AVAILABLE DATA.
__________________________________________________
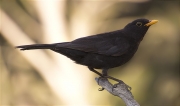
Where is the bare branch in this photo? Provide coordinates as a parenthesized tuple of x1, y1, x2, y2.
(95, 77, 140, 106)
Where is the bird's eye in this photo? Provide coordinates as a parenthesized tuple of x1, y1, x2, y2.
(136, 22, 142, 27)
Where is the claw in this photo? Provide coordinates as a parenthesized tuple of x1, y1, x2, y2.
(126, 84, 132, 91)
(112, 81, 132, 92)
(113, 83, 118, 88)
(98, 87, 105, 91)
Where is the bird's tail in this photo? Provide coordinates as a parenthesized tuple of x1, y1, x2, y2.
(16, 44, 56, 50)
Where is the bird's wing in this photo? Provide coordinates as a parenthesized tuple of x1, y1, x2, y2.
(56, 31, 130, 56)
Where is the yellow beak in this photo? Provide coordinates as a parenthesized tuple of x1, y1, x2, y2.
(145, 20, 158, 26)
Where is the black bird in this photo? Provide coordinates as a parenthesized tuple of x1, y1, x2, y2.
(16, 18, 158, 81)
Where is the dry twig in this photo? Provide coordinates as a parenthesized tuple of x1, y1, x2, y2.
(95, 77, 140, 106)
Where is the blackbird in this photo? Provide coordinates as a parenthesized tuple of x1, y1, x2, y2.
(16, 18, 158, 82)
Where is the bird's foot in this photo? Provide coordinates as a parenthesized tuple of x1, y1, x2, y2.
(102, 75, 132, 91)
(96, 77, 131, 92)
(112, 81, 132, 91)
(97, 75, 125, 91)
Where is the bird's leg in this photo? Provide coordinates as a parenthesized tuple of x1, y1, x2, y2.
(102, 68, 123, 82)
(88, 67, 122, 82)
(88, 67, 103, 77)
(102, 68, 108, 76)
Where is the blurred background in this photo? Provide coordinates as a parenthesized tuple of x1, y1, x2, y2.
(0, 0, 179, 106)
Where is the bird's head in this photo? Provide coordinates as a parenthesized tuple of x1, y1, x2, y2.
(123, 18, 158, 41)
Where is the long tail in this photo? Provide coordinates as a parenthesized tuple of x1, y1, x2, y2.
(16, 44, 56, 50)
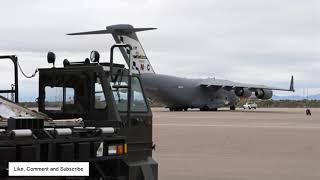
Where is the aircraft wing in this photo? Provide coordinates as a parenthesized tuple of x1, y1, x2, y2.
(199, 75, 295, 92)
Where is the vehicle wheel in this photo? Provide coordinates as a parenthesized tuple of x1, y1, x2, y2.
(230, 106, 236, 111)
(183, 108, 188, 111)
(210, 108, 218, 111)
(169, 108, 174, 111)
(249, 107, 251, 110)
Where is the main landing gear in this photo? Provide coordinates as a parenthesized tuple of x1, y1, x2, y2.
(169, 108, 188, 111)
(230, 105, 236, 111)
(199, 106, 218, 111)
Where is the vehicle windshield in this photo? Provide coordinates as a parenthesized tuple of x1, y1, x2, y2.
(110, 76, 148, 112)
(43, 73, 88, 115)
__________________________________________________
WORK TO BE COMPLETED. All of the records must come back exactly as they stand, minus every picture.

FINAL ANSWER.
Where is the bare branch in this photo? Provide coordinates as a parenthesized tuple of x1, y1, x2, y2.
(95, 77, 140, 106)
Where is the bird's eye in this photo? Provide coordinates as a parenthesized tuple of x1, y1, x2, y2.
(136, 22, 142, 27)
Where is the claw in this photo? Provide coordinates as a parenthesized tuple of x1, y1, x2, y2.
(126, 84, 132, 91)
(112, 81, 132, 92)
(113, 83, 118, 88)
(98, 87, 105, 91)
Where is the bird's tail in this photo? Provide coordinates as a parenthesized tuple of x1, y1, x2, y2.
(16, 44, 56, 50)
Where is the bird's wing in this photo? Provide coordinates as a parenthesized tuple of x1, y1, x2, y2.
(56, 31, 130, 56)
Where is the yellow beak in this photo? Provide coordinates as a parenthesized tuple of x1, y1, x2, y2.
(145, 20, 158, 26)
Where is the black bird in this photo? Provide coordinates as a parenthesized tuple of x1, y1, x2, y2.
(16, 18, 158, 81)
Where is the dry twig in this photo? Provide coordinates as a parenthesized tuple of x1, y1, x2, y2.
(95, 77, 140, 106)
Where is the blackbird in this photo? Provide coordinates as a parenthesized tuple of x1, y1, x2, y2.
(16, 18, 158, 82)
Where is the bird's foot in this photo? Provide coordinates as a parenthesized tuple of x1, y1, x2, y2.
(102, 75, 132, 91)
(96, 77, 131, 92)
(112, 81, 132, 91)
(97, 75, 125, 91)
Where is the bird's leg in this photo? Provide coordinates as a parenthesized tuple of x1, y1, x2, y2.
(102, 68, 123, 82)
(88, 67, 122, 82)
(88, 67, 103, 77)
(102, 68, 108, 76)
Where is the blurred background in this photo? Provide coordinates as a parenthesized tuple of x1, y1, x2, y2.
(0, 0, 179, 106)
Where is the bird's head in this photo? Provide coordinates as a parenthesized tuple of x1, y1, x2, y2.
(123, 18, 158, 41)
Where is the long tail in this photo? Provide coordinates as a parenthesized tuple of x1, y1, x2, y2.
(16, 44, 56, 50)
Where is the aircraft wing in this photo? Provide coordinates as a parenthesized tuple of x1, y1, x2, y2.
(199, 75, 295, 92)
Where is the vehicle wheel in this photo? Provide coordinates as a parenthesized tuple of x1, y1, x2, y2.
(230, 106, 236, 111)
(183, 108, 188, 111)
(210, 108, 218, 111)
(169, 108, 174, 111)
(249, 107, 251, 110)
Where is the main landing gear in this photo? Provide coordinates as a parenthesized tuple of x1, y1, x2, y2.
(169, 108, 188, 111)
(230, 105, 236, 111)
(199, 106, 218, 111)
Where is the vehicle windshield in this photo? Provide coordinates as a parenthesized tuple of x1, y1, x2, y2.
(110, 76, 148, 112)
(43, 73, 88, 115)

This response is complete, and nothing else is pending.